**Input for this task:**
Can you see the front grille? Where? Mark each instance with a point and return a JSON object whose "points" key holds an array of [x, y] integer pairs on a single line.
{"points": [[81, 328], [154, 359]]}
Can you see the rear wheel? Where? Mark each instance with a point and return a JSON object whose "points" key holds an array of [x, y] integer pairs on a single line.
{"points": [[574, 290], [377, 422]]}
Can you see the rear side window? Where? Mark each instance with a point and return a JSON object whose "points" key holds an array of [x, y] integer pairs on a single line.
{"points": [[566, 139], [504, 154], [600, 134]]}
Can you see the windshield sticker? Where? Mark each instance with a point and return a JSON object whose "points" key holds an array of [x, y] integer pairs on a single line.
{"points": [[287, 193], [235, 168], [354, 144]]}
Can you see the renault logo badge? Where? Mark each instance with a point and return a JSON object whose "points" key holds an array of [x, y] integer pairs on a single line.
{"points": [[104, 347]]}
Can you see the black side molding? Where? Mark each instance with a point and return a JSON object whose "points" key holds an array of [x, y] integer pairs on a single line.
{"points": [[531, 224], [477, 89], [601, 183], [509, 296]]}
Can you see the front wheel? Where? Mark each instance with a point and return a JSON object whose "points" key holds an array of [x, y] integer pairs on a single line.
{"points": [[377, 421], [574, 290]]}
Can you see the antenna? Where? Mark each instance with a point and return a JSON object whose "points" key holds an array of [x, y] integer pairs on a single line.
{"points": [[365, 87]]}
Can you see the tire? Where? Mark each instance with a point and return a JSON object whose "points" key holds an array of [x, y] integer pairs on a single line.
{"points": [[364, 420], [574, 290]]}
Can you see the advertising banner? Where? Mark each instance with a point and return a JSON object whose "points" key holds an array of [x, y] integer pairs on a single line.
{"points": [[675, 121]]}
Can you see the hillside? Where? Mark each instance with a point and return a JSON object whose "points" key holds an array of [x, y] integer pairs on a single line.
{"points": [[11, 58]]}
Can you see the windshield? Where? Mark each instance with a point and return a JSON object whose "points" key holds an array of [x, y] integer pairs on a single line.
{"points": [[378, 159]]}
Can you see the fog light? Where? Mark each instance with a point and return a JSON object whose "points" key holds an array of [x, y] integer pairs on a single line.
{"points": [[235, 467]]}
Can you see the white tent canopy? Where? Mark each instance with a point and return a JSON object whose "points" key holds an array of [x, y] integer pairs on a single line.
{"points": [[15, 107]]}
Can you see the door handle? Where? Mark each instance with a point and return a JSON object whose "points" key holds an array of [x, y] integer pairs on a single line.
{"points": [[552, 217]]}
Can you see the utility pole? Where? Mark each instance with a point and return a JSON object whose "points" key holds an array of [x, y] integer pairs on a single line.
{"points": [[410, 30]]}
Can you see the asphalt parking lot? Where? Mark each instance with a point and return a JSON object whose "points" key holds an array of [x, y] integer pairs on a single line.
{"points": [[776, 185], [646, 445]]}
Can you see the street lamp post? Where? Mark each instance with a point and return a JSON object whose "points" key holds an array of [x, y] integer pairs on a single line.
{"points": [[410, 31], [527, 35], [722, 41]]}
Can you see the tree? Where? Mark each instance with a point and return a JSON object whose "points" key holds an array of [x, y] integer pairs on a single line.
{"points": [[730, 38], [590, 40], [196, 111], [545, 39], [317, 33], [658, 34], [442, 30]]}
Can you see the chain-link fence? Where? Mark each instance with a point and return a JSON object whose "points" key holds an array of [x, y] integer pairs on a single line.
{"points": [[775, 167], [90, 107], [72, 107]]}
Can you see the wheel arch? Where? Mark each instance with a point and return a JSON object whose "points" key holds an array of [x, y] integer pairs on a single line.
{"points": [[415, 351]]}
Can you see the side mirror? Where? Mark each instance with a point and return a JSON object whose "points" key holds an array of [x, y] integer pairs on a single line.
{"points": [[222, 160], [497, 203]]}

**Work order:**
With both ends included, please retype exactly the lines from the line containing "Can you see the side" to the final line of the data.

**Finished task:**
Can you see the side mirror? Where? Mark each instance with a point and return a JSON object whose "points" key holds an array of [x, y] integer pairs on a single line.
{"points": [[222, 160], [497, 203]]}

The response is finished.